THE PROBLEM -> Every record must be reproduced exactly. Leave none out.

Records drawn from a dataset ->
****************

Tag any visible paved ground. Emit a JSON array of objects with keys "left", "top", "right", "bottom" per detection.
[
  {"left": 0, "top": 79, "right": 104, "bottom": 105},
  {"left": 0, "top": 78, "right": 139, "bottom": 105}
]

****************

OUTPUT FOR THIS EXERCISE ->
Tag any visible paved ground. Emit a JSON array of objects with keys "left", "top", "right", "bottom" per detection.
[
  {"left": 0, "top": 79, "right": 104, "bottom": 105},
  {"left": 0, "top": 78, "right": 139, "bottom": 105}
]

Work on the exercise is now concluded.